What is needed: Return exactly the lines that run from the one with "point: white ceiling" to the last line of the entries below, both included, and nothing else.

(Region pointing data)

----------------------------------------

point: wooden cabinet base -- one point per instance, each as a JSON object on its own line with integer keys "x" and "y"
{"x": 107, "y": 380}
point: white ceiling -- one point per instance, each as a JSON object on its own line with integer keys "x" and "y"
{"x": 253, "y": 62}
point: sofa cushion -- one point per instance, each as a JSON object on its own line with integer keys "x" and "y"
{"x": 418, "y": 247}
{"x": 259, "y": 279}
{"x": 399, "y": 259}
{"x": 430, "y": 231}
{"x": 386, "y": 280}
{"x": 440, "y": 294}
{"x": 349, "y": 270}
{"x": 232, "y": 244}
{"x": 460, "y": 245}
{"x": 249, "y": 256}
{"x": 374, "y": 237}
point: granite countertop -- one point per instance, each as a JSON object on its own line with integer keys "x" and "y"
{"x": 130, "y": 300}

----------------------------------------

Task response:
point: white ceiling -- one point per instance, each as a JSON object on its own line with integer keys "x" and "y"
{"x": 253, "y": 62}
point: sofa cushion -- one point per instance, each as a JSON object on its own line with integer keys "x" and "y"
{"x": 418, "y": 247}
{"x": 259, "y": 279}
{"x": 399, "y": 259}
{"x": 430, "y": 231}
{"x": 386, "y": 280}
{"x": 440, "y": 294}
{"x": 349, "y": 270}
{"x": 232, "y": 244}
{"x": 460, "y": 245}
{"x": 249, "y": 256}
{"x": 374, "y": 237}
point: granite countertop -- one point per instance, each as a JSON object on its own line with integer keys "x" and "y"
{"x": 130, "y": 300}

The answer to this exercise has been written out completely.